++++ Records for this task ++++

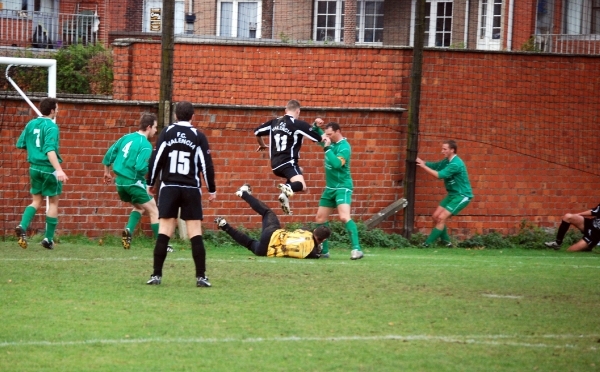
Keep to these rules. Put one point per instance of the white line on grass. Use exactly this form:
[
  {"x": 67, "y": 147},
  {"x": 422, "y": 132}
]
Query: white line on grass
[
  {"x": 511, "y": 340},
  {"x": 467, "y": 261},
  {"x": 501, "y": 296}
]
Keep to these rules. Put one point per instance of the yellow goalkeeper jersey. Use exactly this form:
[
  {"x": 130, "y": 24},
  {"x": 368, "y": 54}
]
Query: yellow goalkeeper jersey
[{"x": 296, "y": 244}]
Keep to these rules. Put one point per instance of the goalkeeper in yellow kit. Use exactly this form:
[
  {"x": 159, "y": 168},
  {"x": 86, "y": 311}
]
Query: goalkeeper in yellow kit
[{"x": 275, "y": 241}]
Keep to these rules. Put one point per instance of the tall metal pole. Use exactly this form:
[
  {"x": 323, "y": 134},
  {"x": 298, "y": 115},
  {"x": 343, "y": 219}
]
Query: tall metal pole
[
  {"x": 165, "y": 100},
  {"x": 413, "y": 120}
]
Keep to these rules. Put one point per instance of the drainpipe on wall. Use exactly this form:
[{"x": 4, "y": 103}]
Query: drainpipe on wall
[
  {"x": 511, "y": 11},
  {"x": 466, "y": 41}
]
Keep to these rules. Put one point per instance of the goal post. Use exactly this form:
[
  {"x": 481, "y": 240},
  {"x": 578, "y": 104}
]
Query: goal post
[{"x": 32, "y": 62}]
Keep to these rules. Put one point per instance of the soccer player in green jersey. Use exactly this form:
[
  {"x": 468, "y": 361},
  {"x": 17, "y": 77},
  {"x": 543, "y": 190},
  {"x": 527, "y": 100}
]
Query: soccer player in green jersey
[
  {"x": 456, "y": 179},
  {"x": 338, "y": 186},
  {"x": 129, "y": 159},
  {"x": 41, "y": 140}
]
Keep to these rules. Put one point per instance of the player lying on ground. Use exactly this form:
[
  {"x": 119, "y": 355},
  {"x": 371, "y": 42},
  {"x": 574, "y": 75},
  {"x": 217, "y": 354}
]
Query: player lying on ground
[
  {"x": 275, "y": 241},
  {"x": 590, "y": 227}
]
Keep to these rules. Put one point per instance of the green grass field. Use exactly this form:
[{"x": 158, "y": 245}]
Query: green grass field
[{"x": 85, "y": 307}]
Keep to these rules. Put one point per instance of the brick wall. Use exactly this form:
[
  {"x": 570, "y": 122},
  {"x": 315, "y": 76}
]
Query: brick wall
[{"x": 523, "y": 123}]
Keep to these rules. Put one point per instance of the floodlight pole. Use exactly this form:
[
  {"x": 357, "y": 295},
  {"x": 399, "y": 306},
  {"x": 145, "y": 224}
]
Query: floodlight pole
[{"x": 413, "y": 120}]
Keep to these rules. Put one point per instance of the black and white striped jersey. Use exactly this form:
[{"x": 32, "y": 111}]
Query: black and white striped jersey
[
  {"x": 285, "y": 139},
  {"x": 181, "y": 156}
]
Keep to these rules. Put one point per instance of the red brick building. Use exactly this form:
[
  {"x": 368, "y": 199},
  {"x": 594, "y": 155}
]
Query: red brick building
[
  {"x": 526, "y": 125},
  {"x": 570, "y": 26}
]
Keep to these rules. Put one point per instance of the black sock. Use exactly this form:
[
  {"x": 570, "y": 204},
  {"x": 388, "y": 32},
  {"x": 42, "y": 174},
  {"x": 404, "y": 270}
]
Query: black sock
[
  {"x": 199, "y": 255},
  {"x": 296, "y": 186},
  {"x": 562, "y": 231},
  {"x": 160, "y": 253}
]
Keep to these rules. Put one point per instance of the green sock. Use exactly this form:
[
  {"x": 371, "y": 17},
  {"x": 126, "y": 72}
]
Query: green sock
[
  {"x": 326, "y": 242},
  {"x": 134, "y": 218},
  {"x": 445, "y": 237},
  {"x": 154, "y": 228},
  {"x": 353, "y": 231},
  {"x": 51, "y": 223},
  {"x": 27, "y": 216},
  {"x": 435, "y": 234}
]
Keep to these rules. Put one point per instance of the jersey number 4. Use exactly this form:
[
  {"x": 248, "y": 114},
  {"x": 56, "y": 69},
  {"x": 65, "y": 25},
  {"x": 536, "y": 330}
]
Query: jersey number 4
[
  {"x": 280, "y": 142},
  {"x": 180, "y": 162}
]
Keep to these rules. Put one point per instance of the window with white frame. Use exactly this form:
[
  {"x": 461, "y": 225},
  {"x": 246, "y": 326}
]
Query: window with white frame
[
  {"x": 490, "y": 23},
  {"x": 15, "y": 5},
  {"x": 329, "y": 21},
  {"x": 369, "y": 21},
  {"x": 152, "y": 18},
  {"x": 239, "y": 18},
  {"x": 438, "y": 23},
  {"x": 582, "y": 17}
]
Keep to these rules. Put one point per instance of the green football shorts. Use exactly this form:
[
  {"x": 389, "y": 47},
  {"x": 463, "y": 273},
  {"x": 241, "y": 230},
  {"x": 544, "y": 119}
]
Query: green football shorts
[
  {"x": 44, "y": 181},
  {"x": 134, "y": 193},
  {"x": 331, "y": 198},
  {"x": 455, "y": 203}
]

++++

Instruction:
Print every line of the listing above exactly as it appears, leaving out the pictures.

Response:
Keep to these rules. Put one point per instance of the white line on grass. Use exactly this form:
[
  {"x": 67, "y": 147},
  {"x": 422, "y": 132}
]
Query: white line on grass
[
  {"x": 511, "y": 340},
  {"x": 467, "y": 261},
  {"x": 501, "y": 296}
]
Keep to these rules. Put one point per instance of the yellow goalkeeper jersey. Use exactly this form:
[
  {"x": 130, "y": 24},
  {"x": 368, "y": 54}
]
Query: yellow goalkeeper jersey
[{"x": 296, "y": 244}]
Keep to these rules. Put one point per instance of the goalkeeper in yellow kit. Use exactly this form:
[
  {"x": 159, "y": 168},
  {"x": 86, "y": 311}
]
Query: goalkeeper in yellow kit
[{"x": 275, "y": 241}]
Keep to these rules. Put one point per instance of the tall metal pole. Use exactly this form:
[
  {"x": 323, "y": 134},
  {"x": 298, "y": 115},
  {"x": 343, "y": 219}
]
Query: tall metal pole
[
  {"x": 165, "y": 100},
  {"x": 413, "y": 120}
]
Keep to these rules. Put one point per instance of the drainpipe on wall. Use exactly this form:
[{"x": 4, "y": 103}]
Query: drainpipe on wall
[
  {"x": 511, "y": 11},
  {"x": 466, "y": 41}
]
Keep to these rules. Put one point per instance of the goal post. Use exactly this form:
[
  {"x": 481, "y": 240},
  {"x": 578, "y": 104}
]
Query: goal post
[{"x": 32, "y": 62}]
Keep to these rules. Put one point per instance of the soccer player in green jersey. Use exactly this form:
[
  {"x": 468, "y": 361},
  {"x": 17, "y": 77},
  {"x": 543, "y": 190},
  {"x": 527, "y": 100}
]
Query: soccer player in green jersey
[
  {"x": 456, "y": 179},
  {"x": 338, "y": 186},
  {"x": 129, "y": 159},
  {"x": 41, "y": 140}
]
Keep to these rules. Put one point per instance of the player lying on ground. Use exactly this form:
[
  {"x": 119, "y": 355},
  {"x": 371, "y": 42},
  {"x": 574, "y": 75},
  {"x": 217, "y": 354}
]
Query: player lying on ground
[
  {"x": 275, "y": 241},
  {"x": 590, "y": 227}
]
Keep to these rules. Put one point per instance of the green grass field. Use exactly this form:
[{"x": 158, "y": 245}]
Query: green grass field
[{"x": 85, "y": 307}]
Keep to these rules. Put one point per instance of the brick wall. Use exactly this form:
[
  {"x": 570, "y": 122},
  {"x": 315, "y": 76}
]
Query: brick wall
[{"x": 523, "y": 123}]
Keep to these rules. Put one point per instance of the floodlight pole. Use exactly this form:
[
  {"x": 357, "y": 295},
  {"x": 399, "y": 306},
  {"x": 145, "y": 224}
]
Query: floodlight pole
[{"x": 413, "y": 120}]
Keep to these rules. Put one point per instance of the black and white striped jersey. Use exactly this form:
[{"x": 32, "y": 111}]
Query: black and white striped jersey
[
  {"x": 285, "y": 139},
  {"x": 181, "y": 156}
]
Keep to these rules. Put one point per instance of the red brick building. Use exactly this form:
[
  {"x": 368, "y": 199},
  {"x": 594, "y": 155}
]
Query: red brick building
[
  {"x": 526, "y": 125},
  {"x": 570, "y": 26}
]
Keep to these rules. Put one point per instance of the black sock. Use exactly this form:
[
  {"x": 570, "y": 204},
  {"x": 388, "y": 32},
  {"x": 42, "y": 174},
  {"x": 404, "y": 270}
]
Query: black sock
[
  {"x": 199, "y": 255},
  {"x": 296, "y": 186},
  {"x": 562, "y": 231},
  {"x": 160, "y": 253}
]
Keep to these rules. Put one point per instance of the green sock. Use exactly this form:
[
  {"x": 371, "y": 17},
  {"x": 126, "y": 72}
]
Query: green sock
[
  {"x": 326, "y": 242},
  {"x": 134, "y": 218},
  {"x": 445, "y": 237},
  {"x": 154, "y": 228},
  {"x": 353, "y": 231},
  {"x": 51, "y": 223},
  {"x": 27, "y": 216},
  {"x": 435, "y": 234}
]
Keep to these rules. Put one point per instance of the jersey number 4. Use exactly this form:
[
  {"x": 248, "y": 114},
  {"x": 56, "y": 69},
  {"x": 65, "y": 25},
  {"x": 536, "y": 330}
]
Query: jersey number 4
[
  {"x": 280, "y": 142},
  {"x": 180, "y": 162}
]
Keep to these rules. Put one point per instance of the window with white frame. Use exactly this form:
[
  {"x": 461, "y": 225},
  {"x": 246, "y": 326}
]
Query: window with white frame
[
  {"x": 490, "y": 23},
  {"x": 15, "y": 5},
  {"x": 329, "y": 21},
  {"x": 369, "y": 21},
  {"x": 152, "y": 18},
  {"x": 239, "y": 18},
  {"x": 438, "y": 23},
  {"x": 582, "y": 17}
]
Keep to these rules. Put one point per instance of the green football shorts. Use exactly this form:
[
  {"x": 389, "y": 47},
  {"x": 463, "y": 273},
  {"x": 241, "y": 230},
  {"x": 544, "y": 119}
]
Query: green football shorts
[
  {"x": 44, "y": 181},
  {"x": 134, "y": 193},
  {"x": 331, "y": 198},
  {"x": 455, "y": 203}
]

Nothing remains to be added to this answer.